══ Data to process

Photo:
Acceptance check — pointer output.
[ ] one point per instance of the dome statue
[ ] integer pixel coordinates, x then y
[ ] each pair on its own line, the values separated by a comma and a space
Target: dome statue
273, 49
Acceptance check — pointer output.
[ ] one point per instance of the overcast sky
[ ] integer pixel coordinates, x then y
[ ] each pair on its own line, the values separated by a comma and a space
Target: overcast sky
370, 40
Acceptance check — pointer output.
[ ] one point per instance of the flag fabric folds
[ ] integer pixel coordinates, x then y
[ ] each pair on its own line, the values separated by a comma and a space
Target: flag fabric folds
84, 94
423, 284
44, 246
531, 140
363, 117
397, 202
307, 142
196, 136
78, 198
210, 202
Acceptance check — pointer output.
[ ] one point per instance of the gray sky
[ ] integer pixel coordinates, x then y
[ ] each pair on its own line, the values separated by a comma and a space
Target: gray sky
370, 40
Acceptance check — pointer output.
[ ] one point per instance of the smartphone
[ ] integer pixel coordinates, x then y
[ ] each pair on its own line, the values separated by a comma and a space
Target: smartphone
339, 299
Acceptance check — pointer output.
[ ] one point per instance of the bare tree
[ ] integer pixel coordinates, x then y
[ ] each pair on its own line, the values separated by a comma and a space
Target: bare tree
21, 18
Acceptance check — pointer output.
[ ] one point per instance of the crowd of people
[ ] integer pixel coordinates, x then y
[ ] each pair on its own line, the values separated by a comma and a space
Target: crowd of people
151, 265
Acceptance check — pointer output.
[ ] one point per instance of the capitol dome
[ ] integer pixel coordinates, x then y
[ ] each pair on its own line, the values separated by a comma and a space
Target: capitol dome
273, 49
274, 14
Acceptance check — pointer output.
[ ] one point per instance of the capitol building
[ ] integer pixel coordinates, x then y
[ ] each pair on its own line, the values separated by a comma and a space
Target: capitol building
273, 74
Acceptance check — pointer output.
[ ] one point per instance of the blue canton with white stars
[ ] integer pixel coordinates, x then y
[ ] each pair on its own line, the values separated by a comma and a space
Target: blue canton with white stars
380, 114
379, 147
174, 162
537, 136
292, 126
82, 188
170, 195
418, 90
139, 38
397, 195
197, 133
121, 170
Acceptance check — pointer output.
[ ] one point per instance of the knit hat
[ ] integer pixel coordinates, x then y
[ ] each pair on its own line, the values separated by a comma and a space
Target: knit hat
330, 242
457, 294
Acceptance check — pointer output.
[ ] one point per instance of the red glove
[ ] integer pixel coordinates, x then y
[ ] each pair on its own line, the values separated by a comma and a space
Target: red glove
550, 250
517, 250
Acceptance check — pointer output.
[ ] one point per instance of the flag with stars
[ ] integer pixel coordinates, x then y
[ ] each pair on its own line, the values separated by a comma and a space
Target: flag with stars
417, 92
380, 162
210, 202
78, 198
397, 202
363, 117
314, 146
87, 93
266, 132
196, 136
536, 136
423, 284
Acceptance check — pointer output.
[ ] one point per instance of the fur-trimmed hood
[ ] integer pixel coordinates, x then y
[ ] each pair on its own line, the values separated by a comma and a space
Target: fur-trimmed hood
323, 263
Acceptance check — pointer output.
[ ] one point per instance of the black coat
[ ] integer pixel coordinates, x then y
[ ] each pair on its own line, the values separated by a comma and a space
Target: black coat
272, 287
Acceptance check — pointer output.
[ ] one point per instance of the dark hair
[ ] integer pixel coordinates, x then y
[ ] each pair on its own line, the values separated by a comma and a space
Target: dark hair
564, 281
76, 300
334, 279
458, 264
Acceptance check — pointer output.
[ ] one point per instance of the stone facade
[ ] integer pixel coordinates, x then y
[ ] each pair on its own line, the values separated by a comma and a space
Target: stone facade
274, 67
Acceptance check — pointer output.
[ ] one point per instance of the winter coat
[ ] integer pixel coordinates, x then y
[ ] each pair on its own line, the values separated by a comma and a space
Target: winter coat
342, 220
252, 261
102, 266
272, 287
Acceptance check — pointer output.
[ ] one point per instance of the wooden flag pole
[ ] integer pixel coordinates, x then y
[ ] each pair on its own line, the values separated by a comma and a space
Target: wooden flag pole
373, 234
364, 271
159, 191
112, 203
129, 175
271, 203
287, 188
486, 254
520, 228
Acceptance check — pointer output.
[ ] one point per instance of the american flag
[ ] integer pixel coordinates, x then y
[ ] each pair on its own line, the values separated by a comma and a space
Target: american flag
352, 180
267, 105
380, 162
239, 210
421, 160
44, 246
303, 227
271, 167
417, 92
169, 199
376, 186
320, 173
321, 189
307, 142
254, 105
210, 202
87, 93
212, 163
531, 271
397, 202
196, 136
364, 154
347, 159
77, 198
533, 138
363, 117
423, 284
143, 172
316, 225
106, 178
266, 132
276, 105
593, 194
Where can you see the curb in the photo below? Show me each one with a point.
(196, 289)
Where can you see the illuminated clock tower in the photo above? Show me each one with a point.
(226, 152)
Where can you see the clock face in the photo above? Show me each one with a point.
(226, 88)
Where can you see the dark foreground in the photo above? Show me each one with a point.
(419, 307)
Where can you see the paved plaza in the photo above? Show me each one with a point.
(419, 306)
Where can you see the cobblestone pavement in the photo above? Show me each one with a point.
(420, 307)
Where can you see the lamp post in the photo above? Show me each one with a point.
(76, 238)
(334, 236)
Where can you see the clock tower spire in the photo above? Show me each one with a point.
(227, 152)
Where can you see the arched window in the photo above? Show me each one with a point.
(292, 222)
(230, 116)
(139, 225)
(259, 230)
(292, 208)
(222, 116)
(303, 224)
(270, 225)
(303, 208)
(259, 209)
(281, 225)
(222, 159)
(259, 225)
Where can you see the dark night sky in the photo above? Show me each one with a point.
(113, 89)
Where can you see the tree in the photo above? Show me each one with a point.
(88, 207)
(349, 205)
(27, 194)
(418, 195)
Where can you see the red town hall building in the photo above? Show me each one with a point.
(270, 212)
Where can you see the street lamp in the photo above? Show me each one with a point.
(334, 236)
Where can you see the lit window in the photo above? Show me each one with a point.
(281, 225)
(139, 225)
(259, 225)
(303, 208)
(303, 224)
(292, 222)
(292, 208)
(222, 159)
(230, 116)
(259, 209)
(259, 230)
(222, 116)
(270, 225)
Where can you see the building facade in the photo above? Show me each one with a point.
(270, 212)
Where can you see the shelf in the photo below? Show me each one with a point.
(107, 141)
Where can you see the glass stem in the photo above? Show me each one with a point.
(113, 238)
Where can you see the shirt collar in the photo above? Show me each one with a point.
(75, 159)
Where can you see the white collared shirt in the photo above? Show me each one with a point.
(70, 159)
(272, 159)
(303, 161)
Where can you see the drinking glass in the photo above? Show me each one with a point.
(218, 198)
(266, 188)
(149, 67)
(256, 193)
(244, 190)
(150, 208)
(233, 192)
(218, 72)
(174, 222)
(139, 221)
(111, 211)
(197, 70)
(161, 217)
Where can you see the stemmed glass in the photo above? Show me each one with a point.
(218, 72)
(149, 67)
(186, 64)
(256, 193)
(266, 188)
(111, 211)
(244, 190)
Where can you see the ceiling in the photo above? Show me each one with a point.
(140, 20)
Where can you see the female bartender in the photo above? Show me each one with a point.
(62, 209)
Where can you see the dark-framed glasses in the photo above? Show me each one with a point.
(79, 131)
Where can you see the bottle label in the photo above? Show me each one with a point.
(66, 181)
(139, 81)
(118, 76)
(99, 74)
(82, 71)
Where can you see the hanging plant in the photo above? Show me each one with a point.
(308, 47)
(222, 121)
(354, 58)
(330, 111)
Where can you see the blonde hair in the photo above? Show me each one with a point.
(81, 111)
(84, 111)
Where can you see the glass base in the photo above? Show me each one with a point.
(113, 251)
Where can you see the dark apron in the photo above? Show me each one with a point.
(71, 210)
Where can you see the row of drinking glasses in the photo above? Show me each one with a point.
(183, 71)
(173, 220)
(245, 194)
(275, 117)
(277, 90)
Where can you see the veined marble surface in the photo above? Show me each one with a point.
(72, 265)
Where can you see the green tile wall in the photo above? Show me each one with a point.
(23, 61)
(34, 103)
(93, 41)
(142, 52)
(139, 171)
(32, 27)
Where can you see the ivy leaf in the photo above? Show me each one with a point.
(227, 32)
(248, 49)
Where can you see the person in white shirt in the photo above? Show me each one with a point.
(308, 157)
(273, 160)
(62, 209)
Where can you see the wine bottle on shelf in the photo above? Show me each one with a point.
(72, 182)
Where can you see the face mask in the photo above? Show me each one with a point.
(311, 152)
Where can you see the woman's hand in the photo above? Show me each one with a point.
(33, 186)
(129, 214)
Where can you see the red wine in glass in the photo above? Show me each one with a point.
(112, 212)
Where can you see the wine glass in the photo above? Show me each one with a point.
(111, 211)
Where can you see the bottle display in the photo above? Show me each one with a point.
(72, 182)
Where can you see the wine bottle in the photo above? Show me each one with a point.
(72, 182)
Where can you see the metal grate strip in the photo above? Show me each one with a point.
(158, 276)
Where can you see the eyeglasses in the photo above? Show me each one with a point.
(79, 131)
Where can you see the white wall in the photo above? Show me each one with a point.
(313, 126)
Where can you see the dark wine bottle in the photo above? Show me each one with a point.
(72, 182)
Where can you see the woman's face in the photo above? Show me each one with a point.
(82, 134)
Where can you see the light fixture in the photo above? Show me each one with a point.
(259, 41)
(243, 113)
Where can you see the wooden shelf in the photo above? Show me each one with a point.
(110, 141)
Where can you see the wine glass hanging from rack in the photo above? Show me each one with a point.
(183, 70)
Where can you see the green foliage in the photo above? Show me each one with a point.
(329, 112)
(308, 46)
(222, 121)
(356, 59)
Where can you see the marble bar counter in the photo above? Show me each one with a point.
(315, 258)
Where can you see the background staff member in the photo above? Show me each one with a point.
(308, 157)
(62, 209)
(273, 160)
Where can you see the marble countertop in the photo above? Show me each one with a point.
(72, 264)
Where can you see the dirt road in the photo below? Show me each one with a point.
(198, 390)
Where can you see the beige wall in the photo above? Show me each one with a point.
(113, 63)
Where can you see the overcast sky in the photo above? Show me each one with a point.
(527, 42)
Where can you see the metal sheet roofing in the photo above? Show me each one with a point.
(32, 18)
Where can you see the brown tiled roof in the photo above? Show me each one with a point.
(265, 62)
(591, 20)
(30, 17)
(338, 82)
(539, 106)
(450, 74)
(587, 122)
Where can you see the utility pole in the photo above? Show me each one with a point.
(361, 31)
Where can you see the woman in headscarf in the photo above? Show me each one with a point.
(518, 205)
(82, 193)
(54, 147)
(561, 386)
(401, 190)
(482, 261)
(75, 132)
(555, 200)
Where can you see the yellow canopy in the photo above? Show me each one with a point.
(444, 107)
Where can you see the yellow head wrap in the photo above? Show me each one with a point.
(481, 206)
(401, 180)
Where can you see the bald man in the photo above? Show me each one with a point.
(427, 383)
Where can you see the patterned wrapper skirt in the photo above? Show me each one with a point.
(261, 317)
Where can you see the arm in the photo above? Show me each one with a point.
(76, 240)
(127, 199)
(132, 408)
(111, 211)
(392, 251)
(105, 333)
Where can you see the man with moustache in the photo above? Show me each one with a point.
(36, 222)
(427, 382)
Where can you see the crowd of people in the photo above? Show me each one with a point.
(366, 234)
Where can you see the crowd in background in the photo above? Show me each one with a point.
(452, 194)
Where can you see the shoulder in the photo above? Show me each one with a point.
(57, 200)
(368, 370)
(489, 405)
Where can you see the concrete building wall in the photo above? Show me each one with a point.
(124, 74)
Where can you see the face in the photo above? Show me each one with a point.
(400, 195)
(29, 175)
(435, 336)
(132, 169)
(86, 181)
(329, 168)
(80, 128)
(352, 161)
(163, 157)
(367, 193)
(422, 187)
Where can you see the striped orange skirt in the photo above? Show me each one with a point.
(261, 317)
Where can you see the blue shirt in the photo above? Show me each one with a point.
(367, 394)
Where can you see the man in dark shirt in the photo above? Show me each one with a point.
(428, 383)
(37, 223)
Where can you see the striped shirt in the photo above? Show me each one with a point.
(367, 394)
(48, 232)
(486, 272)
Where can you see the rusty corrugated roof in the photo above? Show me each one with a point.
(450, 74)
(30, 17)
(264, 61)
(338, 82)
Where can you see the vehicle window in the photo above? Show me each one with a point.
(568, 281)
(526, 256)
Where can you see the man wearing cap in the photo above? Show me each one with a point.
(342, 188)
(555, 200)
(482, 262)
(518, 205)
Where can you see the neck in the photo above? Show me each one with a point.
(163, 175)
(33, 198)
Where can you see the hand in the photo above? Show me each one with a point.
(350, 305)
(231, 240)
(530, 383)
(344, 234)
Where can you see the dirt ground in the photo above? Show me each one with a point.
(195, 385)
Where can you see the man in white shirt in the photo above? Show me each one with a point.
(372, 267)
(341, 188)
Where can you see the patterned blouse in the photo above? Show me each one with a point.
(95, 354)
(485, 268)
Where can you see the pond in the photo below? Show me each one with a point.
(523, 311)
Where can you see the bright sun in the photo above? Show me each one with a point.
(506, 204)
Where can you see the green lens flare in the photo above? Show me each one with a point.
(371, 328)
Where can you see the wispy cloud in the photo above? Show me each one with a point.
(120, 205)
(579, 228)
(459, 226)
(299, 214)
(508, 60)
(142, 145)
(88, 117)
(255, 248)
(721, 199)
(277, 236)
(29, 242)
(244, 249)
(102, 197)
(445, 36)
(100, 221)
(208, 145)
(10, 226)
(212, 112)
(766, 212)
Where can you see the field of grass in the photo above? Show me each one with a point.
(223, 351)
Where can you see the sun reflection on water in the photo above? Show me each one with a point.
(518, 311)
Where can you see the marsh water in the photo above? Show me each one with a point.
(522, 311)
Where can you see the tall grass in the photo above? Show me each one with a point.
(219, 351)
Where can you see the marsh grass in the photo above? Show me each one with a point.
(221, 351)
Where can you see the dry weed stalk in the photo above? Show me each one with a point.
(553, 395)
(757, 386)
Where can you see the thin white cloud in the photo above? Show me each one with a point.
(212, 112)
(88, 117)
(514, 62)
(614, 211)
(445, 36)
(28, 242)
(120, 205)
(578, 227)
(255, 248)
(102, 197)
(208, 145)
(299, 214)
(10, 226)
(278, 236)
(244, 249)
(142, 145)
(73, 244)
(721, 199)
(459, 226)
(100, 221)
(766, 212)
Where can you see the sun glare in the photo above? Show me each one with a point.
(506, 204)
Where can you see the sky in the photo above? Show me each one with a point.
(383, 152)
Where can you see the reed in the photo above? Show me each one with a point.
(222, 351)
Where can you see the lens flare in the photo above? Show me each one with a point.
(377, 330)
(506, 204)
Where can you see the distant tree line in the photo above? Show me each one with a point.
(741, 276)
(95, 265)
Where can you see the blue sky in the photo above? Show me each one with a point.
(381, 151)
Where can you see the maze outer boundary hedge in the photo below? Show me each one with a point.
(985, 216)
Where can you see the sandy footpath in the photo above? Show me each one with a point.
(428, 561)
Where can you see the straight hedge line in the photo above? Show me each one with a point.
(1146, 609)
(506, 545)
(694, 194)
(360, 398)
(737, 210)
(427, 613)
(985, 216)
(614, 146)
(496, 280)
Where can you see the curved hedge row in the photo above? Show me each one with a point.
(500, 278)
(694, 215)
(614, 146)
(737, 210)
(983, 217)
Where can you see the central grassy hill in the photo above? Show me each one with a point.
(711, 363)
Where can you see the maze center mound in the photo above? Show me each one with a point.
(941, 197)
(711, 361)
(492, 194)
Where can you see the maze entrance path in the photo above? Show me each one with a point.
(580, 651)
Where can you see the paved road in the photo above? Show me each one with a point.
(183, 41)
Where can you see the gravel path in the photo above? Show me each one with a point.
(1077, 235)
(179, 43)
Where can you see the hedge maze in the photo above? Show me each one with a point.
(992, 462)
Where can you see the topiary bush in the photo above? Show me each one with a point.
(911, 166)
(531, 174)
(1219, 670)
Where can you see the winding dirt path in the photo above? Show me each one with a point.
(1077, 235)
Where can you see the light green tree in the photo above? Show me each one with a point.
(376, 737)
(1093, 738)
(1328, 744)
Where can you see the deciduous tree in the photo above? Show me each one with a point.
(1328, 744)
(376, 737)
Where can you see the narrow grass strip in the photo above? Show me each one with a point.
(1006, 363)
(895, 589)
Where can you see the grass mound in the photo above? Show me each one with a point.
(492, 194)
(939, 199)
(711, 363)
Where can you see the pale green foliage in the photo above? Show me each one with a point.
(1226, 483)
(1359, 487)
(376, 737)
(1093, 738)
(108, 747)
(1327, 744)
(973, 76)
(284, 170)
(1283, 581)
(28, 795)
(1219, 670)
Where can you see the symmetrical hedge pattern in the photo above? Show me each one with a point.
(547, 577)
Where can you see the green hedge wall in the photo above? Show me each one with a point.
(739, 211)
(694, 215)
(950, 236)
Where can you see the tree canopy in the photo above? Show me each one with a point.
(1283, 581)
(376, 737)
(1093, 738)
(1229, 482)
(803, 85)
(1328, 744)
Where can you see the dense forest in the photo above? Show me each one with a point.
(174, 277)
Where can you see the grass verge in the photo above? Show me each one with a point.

════

Your instructions: Set down only these lines, exactly: the line containing "Where can you see the topiary" and each line after it, through the end of the listing.

Correct response:
Where can you see the topiary bush in the photo above? Show me each one with a point.
(911, 166)
(531, 174)
(1219, 670)
Where can you see the winding dirt path in the photo above? Show me each one with a point.
(1077, 235)
Where can you see the light green tree in the photo above? Show me each one with a point.
(376, 737)
(1093, 738)
(1328, 744)
Where can you see the deciduous tree in the photo above? Show me each one with a point.
(1328, 744)
(376, 737)
Where can you see the narrow grass strip in the photo above? Show me each one with a point.
(1006, 363)
(895, 589)
Where can you see the grass mound in the photo above? Show me each one with a point.
(492, 194)
(939, 199)
(711, 363)
Where can you see the pale green foliage in the photo above? Show me each one with a point.
(1226, 483)
(1359, 487)
(376, 737)
(1093, 738)
(108, 747)
(1327, 744)
(973, 76)
(284, 170)
(1283, 581)
(28, 795)
(1219, 670)
Where can you see the symmetrical hedge pattern in the photo above? Show me each one with a point.
(547, 577)
Where can you see the green hedge wall in the photo above? Show me each one with a point.
(739, 211)
(694, 215)
(950, 236)
Where can you see the tree canopy in the photo above? Show me each one with a point.
(1283, 581)
(376, 737)
(1093, 738)
(1229, 482)
(803, 85)
(1328, 744)
Where can you see the dense forest in the photo above? Show me each one with a point.
(174, 277)
Where can you see the grass verge in the photo above? Show me each one with a point.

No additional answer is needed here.